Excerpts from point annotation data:
▽

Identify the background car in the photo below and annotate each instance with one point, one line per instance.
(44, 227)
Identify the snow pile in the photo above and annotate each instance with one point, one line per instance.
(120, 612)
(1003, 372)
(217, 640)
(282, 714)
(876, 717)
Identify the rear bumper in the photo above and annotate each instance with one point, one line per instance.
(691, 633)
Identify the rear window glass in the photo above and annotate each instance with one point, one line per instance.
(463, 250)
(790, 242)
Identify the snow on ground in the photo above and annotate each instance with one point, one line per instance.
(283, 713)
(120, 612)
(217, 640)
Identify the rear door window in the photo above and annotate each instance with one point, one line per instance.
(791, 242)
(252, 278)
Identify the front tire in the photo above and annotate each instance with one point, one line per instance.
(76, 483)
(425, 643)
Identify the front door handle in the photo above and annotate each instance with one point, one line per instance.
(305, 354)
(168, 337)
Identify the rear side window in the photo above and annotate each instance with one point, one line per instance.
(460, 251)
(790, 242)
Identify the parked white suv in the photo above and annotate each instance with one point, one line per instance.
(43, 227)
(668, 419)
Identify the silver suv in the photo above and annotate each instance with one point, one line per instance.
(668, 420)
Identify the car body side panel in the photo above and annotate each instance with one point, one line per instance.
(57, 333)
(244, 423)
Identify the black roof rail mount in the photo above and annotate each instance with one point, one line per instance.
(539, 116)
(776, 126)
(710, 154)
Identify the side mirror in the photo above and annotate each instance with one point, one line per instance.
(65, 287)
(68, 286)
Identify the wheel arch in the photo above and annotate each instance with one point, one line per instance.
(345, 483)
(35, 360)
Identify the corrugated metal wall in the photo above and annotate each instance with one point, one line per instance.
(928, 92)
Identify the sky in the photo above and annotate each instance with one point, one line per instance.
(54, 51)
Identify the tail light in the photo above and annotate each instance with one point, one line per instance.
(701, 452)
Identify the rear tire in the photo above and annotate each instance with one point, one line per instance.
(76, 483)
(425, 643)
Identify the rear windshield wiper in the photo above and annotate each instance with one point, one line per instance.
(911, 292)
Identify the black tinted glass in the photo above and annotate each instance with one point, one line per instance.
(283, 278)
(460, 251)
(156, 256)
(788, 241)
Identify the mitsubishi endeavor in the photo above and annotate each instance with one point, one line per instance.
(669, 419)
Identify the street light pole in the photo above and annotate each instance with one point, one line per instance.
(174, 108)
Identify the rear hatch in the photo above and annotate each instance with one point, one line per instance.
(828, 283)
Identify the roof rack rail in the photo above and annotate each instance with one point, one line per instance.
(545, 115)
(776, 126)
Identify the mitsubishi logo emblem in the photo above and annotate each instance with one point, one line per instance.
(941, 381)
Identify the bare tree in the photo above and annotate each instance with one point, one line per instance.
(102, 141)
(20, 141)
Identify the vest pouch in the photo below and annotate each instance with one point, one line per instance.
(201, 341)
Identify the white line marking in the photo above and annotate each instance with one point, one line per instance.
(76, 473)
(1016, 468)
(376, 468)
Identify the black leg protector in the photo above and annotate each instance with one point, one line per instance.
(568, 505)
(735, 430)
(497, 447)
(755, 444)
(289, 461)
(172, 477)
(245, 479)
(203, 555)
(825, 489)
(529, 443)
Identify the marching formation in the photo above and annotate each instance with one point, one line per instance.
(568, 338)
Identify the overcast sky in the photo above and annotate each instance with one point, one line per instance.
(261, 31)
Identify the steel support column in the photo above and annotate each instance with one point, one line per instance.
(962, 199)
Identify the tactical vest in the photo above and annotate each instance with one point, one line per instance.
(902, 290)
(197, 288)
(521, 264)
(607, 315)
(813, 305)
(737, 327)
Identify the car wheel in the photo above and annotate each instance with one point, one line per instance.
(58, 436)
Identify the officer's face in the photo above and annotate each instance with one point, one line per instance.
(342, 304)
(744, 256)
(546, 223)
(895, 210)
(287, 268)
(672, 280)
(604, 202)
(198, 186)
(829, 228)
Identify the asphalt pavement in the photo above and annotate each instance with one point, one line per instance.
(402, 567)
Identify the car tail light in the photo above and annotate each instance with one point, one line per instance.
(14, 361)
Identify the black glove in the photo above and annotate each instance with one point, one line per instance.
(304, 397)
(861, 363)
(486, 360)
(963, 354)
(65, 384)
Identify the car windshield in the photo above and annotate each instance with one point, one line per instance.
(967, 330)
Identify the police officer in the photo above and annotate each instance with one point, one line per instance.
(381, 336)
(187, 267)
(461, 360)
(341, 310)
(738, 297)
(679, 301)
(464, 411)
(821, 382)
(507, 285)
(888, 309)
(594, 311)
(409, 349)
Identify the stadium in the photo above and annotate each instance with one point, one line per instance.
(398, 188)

△

#### Given request
Give all of the lines above as a JSON list of strings, one string per line, with blank lines left out.

#### Finished task
[
  "Identify the background car in the photo below and annotate each instance with one point, one line per instance.",
  "(44, 227)",
  "Identify the snow pile in the photo above and annotate each instance with one point, one line per instance.",
  "(120, 612)",
  "(1003, 372)",
  "(217, 640)",
  "(282, 714)",
  "(876, 717)",
  "Identify the rear bumper in the photo above and annotate each instance with one point, one line per instance.",
  "(691, 633)",
  "Identify the rear window glass in the photo above and annotate each instance with one point, one line per instance.",
  "(463, 250)",
  "(790, 242)",
  "Identify the snow on ground in the photo above and annotate each instance with one point, one line per instance.",
  "(283, 713)",
  "(120, 612)",
  "(217, 640)",
  "Identify the rear door window in the photo above and annotate each instance with one point, one line per instance.",
  "(791, 242)",
  "(252, 278)",
  "Identify the front tire in the photo above and annotate each instance with one point, one line per instance.",
  "(76, 483)",
  "(425, 643)",
  "Identify the front door handle in the photo above and annotate each instance with one point, one line per instance.",
  "(305, 354)",
  "(168, 337)",
  "Identify the rear side window in the photo above and annotate each instance with one point, one line per instance.",
  "(460, 251)",
  "(790, 242)",
  "Identify the parked white suv in the photo above and annotate each instance with one point, one line per instance.",
  "(43, 227)",
  "(668, 419)",
  "Identify the silver suv in the photo above and annotate each instance with one point, one line per instance.",
  "(668, 420)",
  "Identify the car body side panel in the photo above and annotate each instance with one point, one line per instance.",
  "(57, 333)",
  "(244, 423)",
  "Identify the black roof rail mount in the photo above and annotate each instance with one point, one line per instance.",
  "(539, 116)",
  "(776, 126)",
  "(710, 154)",
  "Identify the side mirror in the photo above and annotate each instance with one point, one line per instance.",
  "(65, 287)",
  "(68, 286)",
  "Identify the wheel arch in the photo above and annotate each instance with one point, one line per instance.",
  "(345, 483)",
  "(35, 360)",
  "Identify the corrugated metal wall in the photo above and annotate each instance with one point, one line per instance.",
  "(928, 92)",
  "Identify the sky in the photo above and annotate each instance with one point, one line per instance.",
  "(54, 51)",
  "Identify the tail light in the photo above and annotate each instance with one point, one line per instance.",
  "(701, 452)",
  "Identify the rear tire in the photo above and annotate each instance with one point, one line per instance.",
  "(76, 483)",
  "(425, 643)",
  "Identify the rear windshield wiper in the photo above and annotate each instance with one point, one line per instance.",
  "(911, 292)",
  "Identify the black tinted glass in the photo above and annotate each instance with one point, one line per instance.",
  "(283, 278)",
  "(460, 251)",
  "(156, 256)",
  "(788, 241)",
  "Identify the mitsubishi endeavor in the photo above and annotate each instance with one point, one line per instance.",
  "(669, 419)",
  "Identify the street light pole in the photo above and annotate each instance with one point, one line per instance.",
  "(174, 108)",
  "Identify the rear hatch in the photo above and annotate each instance with one point, one line per instance.",
  "(828, 283)",
  "Identify the roof rack rail in the photo above and annotate each instance with one point, one line per instance.",
  "(545, 115)",
  "(776, 126)",
  "Identify the mitsubishi logo emblem in the photo above and annotate each instance with one point, one line per instance.",
  "(941, 381)",
  "Identify the bare tree in the photo above and annotate each instance with one point, one line per instance.",
  "(102, 141)",
  "(20, 141)",
  "Identify the vest pouch in the photo below and annotate each instance with one point, one line per instance.",
  "(201, 341)",
  "Identify the white line marking in the photo above and annotate each instance with one point, one line per instance.",
  "(76, 473)",
  "(1016, 468)",
  "(376, 468)",
  "Identify the black leg protector in the photo above and annotate each instance with one point, one line per instance.",
  "(568, 505)",
  "(735, 430)",
  "(497, 447)",
  "(755, 444)",
  "(289, 461)",
  "(172, 477)",
  "(245, 479)",
  "(203, 555)",
  "(825, 489)",
  "(529, 443)",
  "Identify the marching formation in the photo above and annotate each instance with one point, one line per instance.",
  "(568, 338)",
  "Identify the overcast sky in the photo above and annotate each instance with one point, one line per instance.",
  "(261, 31)",
  "Identify the steel support column in the photo above and annotate each instance with one point, one line per instance.",
  "(962, 199)",
  "Identify the tactical vest in the photo above and annotate each instance with one point, one line per instance.",
  "(902, 290)",
  "(197, 288)",
  "(521, 264)",
  "(607, 315)",
  "(813, 305)",
  "(737, 327)",
  "Identify the car wheel in the photo above and annotate each instance with one point, one line per instance.",
  "(58, 436)",
  "Identify the officer's face in the photo above and annotate each instance with one point, one line per instance.",
  "(342, 304)",
  "(744, 256)",
  "(546, 223)",
  "(895, 210)",
  "(287, 268)",
  "(672, 280)",
  "(604, 202)",
  "(198, 186)",
  "(829, 228)",
  "Identify the asphalt pavement in the photo above and annotate each instance with one point, one line per instance.",
  "(402, 567)",
  "Identify the car tail light in the photo above and annotate each instance with one point, one line per instance.",
  "(14, 361)",
  "Identify the black glove in the photo above and annotate each instance with one point, one line per instance.",
  "(304, 397)",
  "(861, 363)",
  "(486, 360)",
  "(963, 354)",
  "(65, 384)",
  "Identify the car windshield in the photo above and annotate each instance with one point, one line per instance.",
  "(967, 330)",
  "Identify the police officer in the photo above and annotate each instance with one point, one line per instance.",
  "(381, 336)",
  "(187, 267)",
  "(461, 360)",
  "(341, 310)",
  "(738, 297)",
  "(679, 301)",
  "(464, 411)",
  "(821, 382)",
  "(507, 285)",
  "(888, 309)",
  "(594, 311)",
  "(409, 349)",
  "Identify the stadium in the photo above and annotate each instance with one point, one line per instance.",
  "(398, 188)"
]